[Stored items]
□ □ □

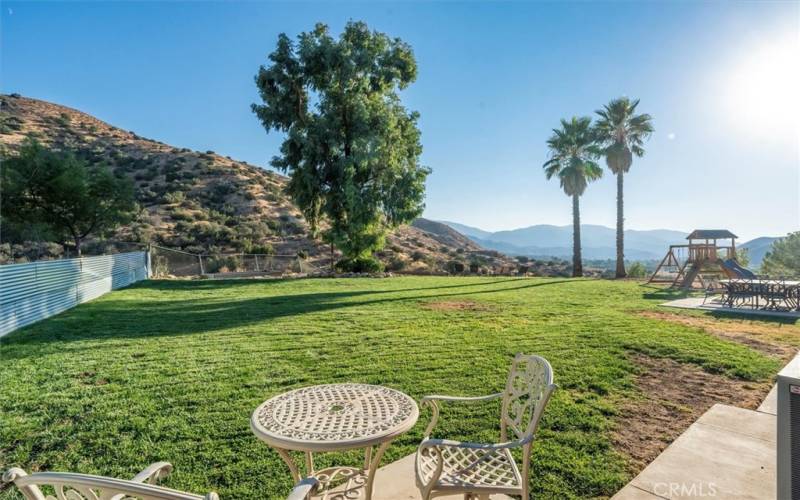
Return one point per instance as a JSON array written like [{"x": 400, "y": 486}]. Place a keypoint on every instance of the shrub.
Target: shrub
[
  {"x": 396, "y": 264},
  {"x": 360, "y": 265},
  {"x": 222, "y": 264},
  {"x": 175, "y": 197},
  {"x": 455, "y": 267},
  {"x": 181, "y": 214},
  {"x": 637, "y": 270},
  {"x": 63, "y": 119},
  {"x": 265, "y": 248}
]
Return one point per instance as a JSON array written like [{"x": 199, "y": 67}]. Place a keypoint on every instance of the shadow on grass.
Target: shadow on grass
[
  {"x": 115, "y": 319},
  {"x": 744, "y": 316}
]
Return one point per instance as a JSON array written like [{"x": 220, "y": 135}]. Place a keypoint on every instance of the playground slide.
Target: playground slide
[{"x": 734, "y": 268}]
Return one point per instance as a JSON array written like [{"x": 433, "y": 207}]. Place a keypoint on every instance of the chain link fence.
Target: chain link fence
[{"x": 168, "y": 262}]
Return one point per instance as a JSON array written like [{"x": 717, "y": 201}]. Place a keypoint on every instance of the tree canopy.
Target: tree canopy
[
  {"x": 622, "y": 133},
  {"x": 573, "y": 155},
  {"x": 63, "y": 195},
  {"x": 783, "y": 259},
  {"x": 351, "y": 149}
]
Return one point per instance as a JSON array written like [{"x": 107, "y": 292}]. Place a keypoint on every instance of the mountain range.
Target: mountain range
[
  {"x": 598, "y": 242},
  {"x": 204, "y": 202}
]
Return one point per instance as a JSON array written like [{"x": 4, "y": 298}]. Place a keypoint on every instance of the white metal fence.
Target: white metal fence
[{"x": 36, "y": 290}]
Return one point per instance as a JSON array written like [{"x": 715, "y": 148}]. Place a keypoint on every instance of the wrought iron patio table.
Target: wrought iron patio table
[
  {"x": 335, "y": 417},
  {"x": 762, "y": 294}
]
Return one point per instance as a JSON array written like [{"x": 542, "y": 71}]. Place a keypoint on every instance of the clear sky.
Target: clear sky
[{"x": 721, "y": 79}]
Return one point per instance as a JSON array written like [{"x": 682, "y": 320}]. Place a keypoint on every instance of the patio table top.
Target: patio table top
[{"x": 334, "y": 417}]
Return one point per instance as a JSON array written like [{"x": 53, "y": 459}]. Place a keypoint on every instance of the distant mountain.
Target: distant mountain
[
  {"x": 757, "y": 249},
  {"x": 202, "y": 202},
  {"x": 472, "y": 232},
  {"x": 599, "y": 242}
]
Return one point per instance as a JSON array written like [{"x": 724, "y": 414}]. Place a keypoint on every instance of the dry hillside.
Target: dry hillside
[{"x": 204, "y": 202}]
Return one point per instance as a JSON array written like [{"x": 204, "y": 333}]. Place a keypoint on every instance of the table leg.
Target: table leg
[
  {"x": 367, "y": 457},
  {"x": 373, "y": 467},
  {"x": 309, "y": 464},
  {"x": 292, "y": 466}
]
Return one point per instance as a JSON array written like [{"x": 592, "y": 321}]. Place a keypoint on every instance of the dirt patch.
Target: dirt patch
[
  {"x": 674, "y": 395},
  {"x": 757, "y": 336},
  {"x": 456, "y": 305}
]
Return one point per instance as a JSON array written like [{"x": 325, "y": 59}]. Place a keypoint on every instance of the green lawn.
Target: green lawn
[{"x": 171, "y": 370}]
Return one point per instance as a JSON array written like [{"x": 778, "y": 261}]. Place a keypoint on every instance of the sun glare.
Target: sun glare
[{"x": 761, "y": 89}]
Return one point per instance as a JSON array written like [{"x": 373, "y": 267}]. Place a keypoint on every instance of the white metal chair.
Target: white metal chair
[
  {"x": 71, "y": 486},
  {"x": 446, "y": 467}
]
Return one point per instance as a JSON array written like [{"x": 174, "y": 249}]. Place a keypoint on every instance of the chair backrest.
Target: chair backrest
[
  {"x": 529, "y": 385},
  {"x": 69, "y": 486}
]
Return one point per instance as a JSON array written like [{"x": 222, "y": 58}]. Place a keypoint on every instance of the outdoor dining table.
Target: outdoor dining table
[
  {"x": 335, "y": 417},
  {"x": 766, "y": 293}
]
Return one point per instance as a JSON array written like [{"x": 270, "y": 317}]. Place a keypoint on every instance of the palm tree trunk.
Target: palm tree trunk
[
  {"x": 577, "y": 261},
  {"x": 620, "y": 229}
]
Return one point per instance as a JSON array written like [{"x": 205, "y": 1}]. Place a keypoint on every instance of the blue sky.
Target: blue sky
[{"x": 720, "y": 79}]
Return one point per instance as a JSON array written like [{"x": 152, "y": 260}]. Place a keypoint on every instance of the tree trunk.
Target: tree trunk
[
  {"x": 620, "y": 229},
  {"x": 577, "y": 261}
]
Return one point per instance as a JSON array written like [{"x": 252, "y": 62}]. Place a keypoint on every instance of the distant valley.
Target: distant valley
[{"x": 599, "y": 242}]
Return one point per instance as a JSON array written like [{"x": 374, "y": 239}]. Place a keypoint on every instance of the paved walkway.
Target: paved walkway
[
  {"x": 728, "y": 452},
  {"x": 710, "y": 305}
]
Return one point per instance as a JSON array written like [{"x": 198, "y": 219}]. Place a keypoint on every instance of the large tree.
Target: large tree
[
  {"x": 572, "y": 159},
  {"x": 622, "y": 133},
  {"x": 351, "y": 148},
  {"x": 783, "y": 259},
  {"x": 57, "y": 191}
]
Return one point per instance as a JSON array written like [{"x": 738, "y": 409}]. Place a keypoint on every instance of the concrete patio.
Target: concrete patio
[
  {"x": 728, "y": 452},
  {"x": 711, "y": 305}
]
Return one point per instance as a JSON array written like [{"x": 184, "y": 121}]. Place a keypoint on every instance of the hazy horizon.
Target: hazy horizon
[{"x": 720, "y": 80}]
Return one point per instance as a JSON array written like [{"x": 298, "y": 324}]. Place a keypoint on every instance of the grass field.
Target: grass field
[{"x": 171, "y": 370}]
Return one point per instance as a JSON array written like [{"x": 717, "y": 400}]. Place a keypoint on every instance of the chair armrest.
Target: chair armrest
[
  {"x": 433, "y": 400},
  {"x": 153, "y": 473},
  {"x": 461, "y": 399},
  {"x": 433, "y": 443},
  {"x": 303, "y": 489}
]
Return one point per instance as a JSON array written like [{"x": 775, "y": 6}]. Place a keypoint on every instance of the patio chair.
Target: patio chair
[
  {"x": 477, "y": 470},
  {"x": 71, "y": 486},
  {"x": 715, "y": 288}
]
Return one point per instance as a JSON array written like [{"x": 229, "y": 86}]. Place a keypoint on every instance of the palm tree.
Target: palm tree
[
  {"x": 572, "y": 159},
  {"x": 621, "y": 133}
]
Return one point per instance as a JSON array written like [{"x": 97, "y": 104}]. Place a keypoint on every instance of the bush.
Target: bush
[
  {"x": 360, "y": 265},
  {"x": 175, "y": 197},
  {"x": 266, "y": 249},
  {"x": 396, "y": 264},
  {"x": 222, "y": 264},
  {"x": 455, "y": 267},
  {"x": 637, "y": 270}
]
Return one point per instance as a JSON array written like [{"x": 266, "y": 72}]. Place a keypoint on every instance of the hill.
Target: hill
[
  {"x": 203, "y": 202},
  {"x": 757, "y": 249},
  {"x": 556, "y": 241}
]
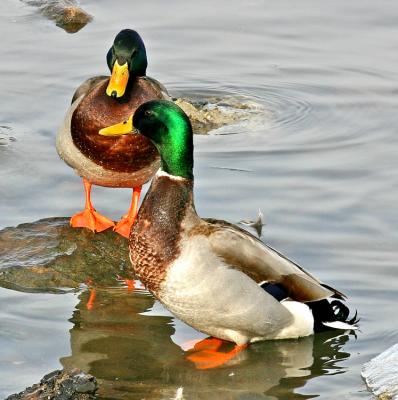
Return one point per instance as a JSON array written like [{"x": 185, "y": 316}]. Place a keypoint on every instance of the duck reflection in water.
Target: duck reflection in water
[{"x": 132, "y": 345}]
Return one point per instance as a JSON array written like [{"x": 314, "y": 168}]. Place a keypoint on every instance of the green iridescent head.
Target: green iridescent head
[
  {"x": 127, "y": 60},
  {"x": 169, "y": 129}
]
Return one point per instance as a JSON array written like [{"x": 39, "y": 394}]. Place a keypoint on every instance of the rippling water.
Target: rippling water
[{"x": 320, "y": 161}]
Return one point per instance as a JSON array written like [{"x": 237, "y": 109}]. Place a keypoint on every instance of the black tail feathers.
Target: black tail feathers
[{"x": 328, "y": 315}]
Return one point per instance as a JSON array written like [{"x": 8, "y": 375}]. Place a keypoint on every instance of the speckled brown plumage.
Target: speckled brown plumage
[
  {"x": 154, "y": 239},
  {"x": 127, "y": 153}
]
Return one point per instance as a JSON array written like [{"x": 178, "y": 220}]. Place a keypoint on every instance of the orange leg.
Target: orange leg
[
  {"x": 206, "y": 354},
  {"x": 89, "y": 218},
  {"x": 90, "y": 302},
  {"x": 123, "y": 227}
]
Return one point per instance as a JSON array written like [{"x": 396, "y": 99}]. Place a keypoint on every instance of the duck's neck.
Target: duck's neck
[{"x": 166, "y": 213}]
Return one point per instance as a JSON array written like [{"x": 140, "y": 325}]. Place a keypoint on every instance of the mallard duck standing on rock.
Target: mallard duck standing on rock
[
  {"x": 211, "y": 274},
  {"x": 114, "y": 161}
]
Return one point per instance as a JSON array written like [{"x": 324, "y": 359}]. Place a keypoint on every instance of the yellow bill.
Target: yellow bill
[
  {"x": 118, "y": 82},
  {"x": 122, "y": 128}
]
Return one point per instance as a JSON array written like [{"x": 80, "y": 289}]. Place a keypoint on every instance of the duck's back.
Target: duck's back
[{"x": 127, "y": 153}]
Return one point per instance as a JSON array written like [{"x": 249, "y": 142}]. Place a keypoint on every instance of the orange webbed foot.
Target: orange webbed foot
[
  {"x": 91, "y": 219},
  {"x": 206, "y": 354},
  {"x": 123, "y": 227}
]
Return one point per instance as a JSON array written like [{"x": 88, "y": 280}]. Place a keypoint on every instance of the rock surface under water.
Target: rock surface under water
[
  {"x": 214, "y": 113},
  {"x": 66, "y": 385},
  {"x": 65, "y": 13},
  {"x": 49, "y": 254},
  {"x": 381, "y": 374}
]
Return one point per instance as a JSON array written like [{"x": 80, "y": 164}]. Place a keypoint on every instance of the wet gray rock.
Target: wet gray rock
[
  {"x": 47, "y": 255},
  {"x": 65, "y": 13},
  {"x": 381, "y": 374},
  {"x": 61, "y": 385},
  {"x": 213, "y": 113}
]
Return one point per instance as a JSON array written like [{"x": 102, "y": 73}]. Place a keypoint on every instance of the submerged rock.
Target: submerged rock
[
  {"x": 207, "y": 115},
  {"x": 65, "y": 13},
  {"x": 381, "y": 374},
  {"x": 49, "y": 254},
  {"x": 61, "y": 385}
]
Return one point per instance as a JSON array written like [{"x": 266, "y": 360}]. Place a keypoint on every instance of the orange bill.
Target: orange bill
[
  {"x": 122, "y": 128},
  {"x": 118, "y": 82}
]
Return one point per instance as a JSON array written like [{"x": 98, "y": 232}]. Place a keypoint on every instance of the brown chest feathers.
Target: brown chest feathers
[
  {"x": 127, "y": 153},
  {"x": 155, "y": 237}
]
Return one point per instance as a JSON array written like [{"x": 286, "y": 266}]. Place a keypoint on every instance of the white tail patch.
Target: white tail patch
[{"x": 340, "y": 325}]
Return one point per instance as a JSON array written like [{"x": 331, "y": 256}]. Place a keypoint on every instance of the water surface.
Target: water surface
[{"x": 321, "y": 164}]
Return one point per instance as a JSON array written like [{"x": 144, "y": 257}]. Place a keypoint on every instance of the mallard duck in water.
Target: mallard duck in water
[
  {"x": 118, "y": 161},
  {"x": 211, "y": 274}
]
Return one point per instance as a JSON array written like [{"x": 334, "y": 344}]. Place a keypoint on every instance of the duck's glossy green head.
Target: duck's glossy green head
[
  {"x": 169, "y": 129},
  {"x": 126, "y": 59}
]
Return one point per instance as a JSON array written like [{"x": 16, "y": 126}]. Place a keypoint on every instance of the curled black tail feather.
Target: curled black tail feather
[{"x": 325, "y": 312}]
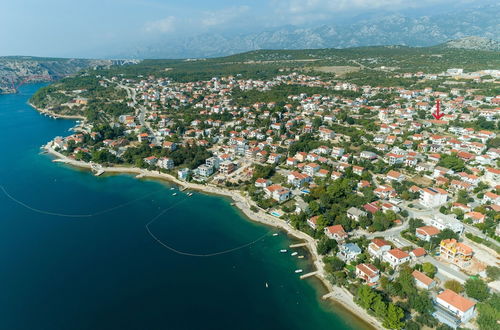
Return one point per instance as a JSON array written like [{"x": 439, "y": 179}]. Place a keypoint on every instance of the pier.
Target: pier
[
  {"x": 308, "y": 275},
  {"x": 298, "y": 245},
  {"x": 328, "y": 295}
]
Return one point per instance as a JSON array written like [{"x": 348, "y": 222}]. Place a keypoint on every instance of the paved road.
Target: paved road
[
  {"x": 140, "y": 110},
  {"x": 445, "y": 271},
  {"x": 428, "y": 213}
]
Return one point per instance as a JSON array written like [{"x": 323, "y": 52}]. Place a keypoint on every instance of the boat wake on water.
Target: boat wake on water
[
  {"x": 212, "y": 254},
  {"x": 148, "y": 229},
  {"x": 6, "y": 193}
]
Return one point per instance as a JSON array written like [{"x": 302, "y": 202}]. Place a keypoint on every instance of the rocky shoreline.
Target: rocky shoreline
[{"x": 337, "y": 294}]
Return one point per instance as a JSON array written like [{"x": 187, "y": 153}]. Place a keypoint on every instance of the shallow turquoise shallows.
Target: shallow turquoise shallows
[{"x": 106, "y": 272}]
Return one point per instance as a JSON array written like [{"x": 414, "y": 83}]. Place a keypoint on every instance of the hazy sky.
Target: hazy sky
[{"x": 100, "y": 28}]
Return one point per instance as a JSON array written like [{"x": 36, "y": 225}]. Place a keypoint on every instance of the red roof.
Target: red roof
[
  {"x": 421, "y": 277},
  {"x": 418, "y": 252},
  {"x": 399, "y": 254},
  {"x": 456, "y": 300}
]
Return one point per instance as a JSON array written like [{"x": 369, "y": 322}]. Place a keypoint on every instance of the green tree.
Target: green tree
[
  {"x": 333, "y": 264},
  {"x": 477, "y": 289},
  {"x": 393, "y": 318},
  {"x": 379, "y": 307},
  {"x": 325, "y": 245},
  {"x": 421, "y": 302},
  {"x": 489, "y": 313},
  {"x": 493, "y": 272},
  {"x": 365, "y": 296},
  {"x": 454, "y": 285},
  {"x": 429, "y": 269}
]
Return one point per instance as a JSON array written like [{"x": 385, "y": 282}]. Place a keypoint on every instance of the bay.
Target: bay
[{"x": 106, "y": 272}]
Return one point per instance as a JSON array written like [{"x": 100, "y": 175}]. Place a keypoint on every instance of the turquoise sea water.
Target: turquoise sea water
[{"x": 106, "y": 272}]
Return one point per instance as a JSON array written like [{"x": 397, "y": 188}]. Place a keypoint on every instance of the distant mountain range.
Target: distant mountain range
[
  {"x": 394, "y": 29},
  {"x": 17, "y": 69}
]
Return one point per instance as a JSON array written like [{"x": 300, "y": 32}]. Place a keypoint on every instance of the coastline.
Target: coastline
[
  {"x": 56, "y": 115},
  {"x": 337, "y": 294}
]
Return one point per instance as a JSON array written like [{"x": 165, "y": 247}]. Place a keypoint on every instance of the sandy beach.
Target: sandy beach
[
  {"x": 56, "y": 115},
  {"x": 338, "y": 294}
]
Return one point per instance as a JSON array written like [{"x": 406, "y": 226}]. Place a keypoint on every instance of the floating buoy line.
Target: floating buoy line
[
  {"x": 148, "y": 229},
  {"x": 56, "y": 214},
  {"x": 189, "y": 254}
]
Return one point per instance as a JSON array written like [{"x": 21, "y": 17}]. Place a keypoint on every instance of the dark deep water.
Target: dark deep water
[{"x": 105, "y": 272}]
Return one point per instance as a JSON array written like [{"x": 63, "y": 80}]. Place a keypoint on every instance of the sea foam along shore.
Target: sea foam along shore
[
  {"x": 339, "y": 295},
  {"x": 56, "y": 115}
]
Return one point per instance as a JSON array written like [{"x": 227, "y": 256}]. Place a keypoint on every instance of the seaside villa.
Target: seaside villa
[{"x": 453, "y": 309}]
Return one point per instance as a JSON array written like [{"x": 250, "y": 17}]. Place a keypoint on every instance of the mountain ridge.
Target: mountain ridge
[{"x": 385, "y": 30}]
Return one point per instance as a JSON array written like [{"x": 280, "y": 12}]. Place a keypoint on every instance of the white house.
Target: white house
[
  {"x": 452, "y": 305},
  {"x": 442, "y": 221},
  {"x": 378, "y": 247},
  {"x": 348, "y": 252},
  {"x": 166, "y": 163},
  {"x": 425, "y": 233},
  {"x": 204, "y": 170},
  {"x": 396, "y": 257},
  {"x": 336, "y": 232},
  {"x": 367, "y": 272},
  {"x": 433, "y": 197},
  {"x": 423, "y": 281},
  {"x": 277, "y": 192}
]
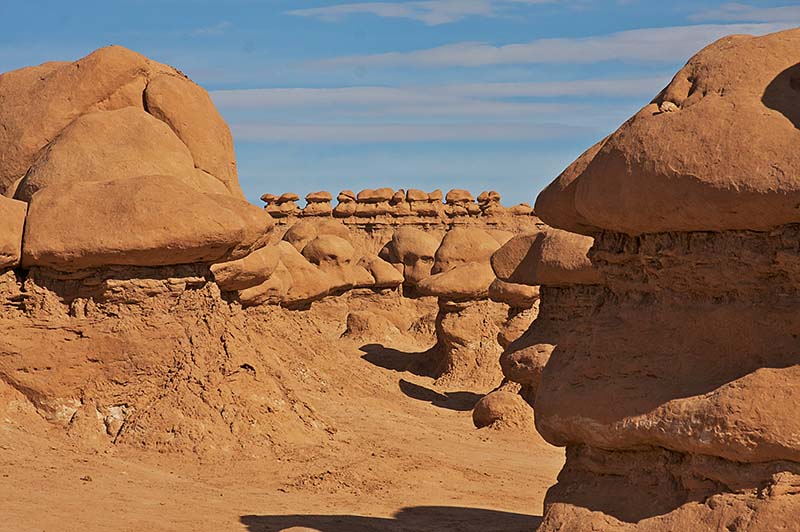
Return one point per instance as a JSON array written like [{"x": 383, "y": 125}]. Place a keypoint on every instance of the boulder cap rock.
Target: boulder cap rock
[
  {"x": 458, "y": 195},
  {"x": 375, "y": 196},
  {"x": 116, "y": 144},
  {"x": 550, "y": 257},
  {"x": 287, "y": 197},
  {"x": 141, "y": 221},
  {"x": 414, "y": 194},
  {"x": 346, "y": 196},
  {"x": 467, "y": 281},
  {"x": 463, "y": 245},
  {"x": 724, "y": 158},
  {"x": 319, "y": 197}
]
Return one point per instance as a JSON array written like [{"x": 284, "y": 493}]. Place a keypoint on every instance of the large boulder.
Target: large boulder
[
  {"x": 746, "y": 178},
  {"x": 412, "y": 251},
  {"x": 38, "y": 103},
  {"x": 551, "y": 257},
  {"x": 189, "y": 111},
  {"x": 139, "y": 221},
  {"x": 117, "y": 144},
  {"x": 675, "y": 386}
]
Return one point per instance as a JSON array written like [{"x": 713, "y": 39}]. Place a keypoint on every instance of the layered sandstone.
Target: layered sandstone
[{"x": 678, "y": 399}]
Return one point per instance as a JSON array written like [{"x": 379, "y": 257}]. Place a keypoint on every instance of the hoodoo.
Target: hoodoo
[{"x": 678, "y": 400}]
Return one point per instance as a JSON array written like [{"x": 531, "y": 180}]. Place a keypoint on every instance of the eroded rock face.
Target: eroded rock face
[
  {"x": 677, "y": 396},
  {"x": 39, "y": 102},
  {"x": 124, "y": 162},
  {"x": 122, "y": 222},
  {"x": 12, "y": 222},
  {"x": 635, "y": 182}
]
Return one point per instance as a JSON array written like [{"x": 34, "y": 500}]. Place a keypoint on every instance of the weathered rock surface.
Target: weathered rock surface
[
  {"x": 37, "y": 103},
  {"x": 140, "y": 221},
  {"x": 634, "y": 182},
  {"x": 12, "y": 222}
]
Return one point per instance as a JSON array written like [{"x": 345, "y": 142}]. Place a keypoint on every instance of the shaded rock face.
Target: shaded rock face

□ □ □

Aim of the task: All lines from the one that contains "eroded rock face." through the end of the material are to be quoted exactly, with both ends included.

Response:
Return one point per instance as a JSON array written like [{"x": 531, "y": 180}]. Place a keypoint on every instance of the eroded rock face.
Target: eroded rock face
[
  {"x": 677, "y": 396},
  {"x": 39, "y": 102},
  {"x": 124, "y": 162},
  {"x": 122, "y": 222},
  {"x": 12, "y": 222},
  {"x": 635, "y": 182}
]
Return one point per instance as a JSON array written like [{"x": 34, "y": 500}]. Place a keypoint on every instance of the weathered rock surface.
Target: weathered rock surface
[
  {"x": 37, "y": 103},
  {"x": 140, "y": 221},
  {"x": 634, "y": 182},
  {"x": 12, "y": 222}
]
Return one point per instance as a JSON array written like [{"x": 345, "y": 142}]. Place a keypoint on every instance of the shaded rock face.
Target: shaded rock face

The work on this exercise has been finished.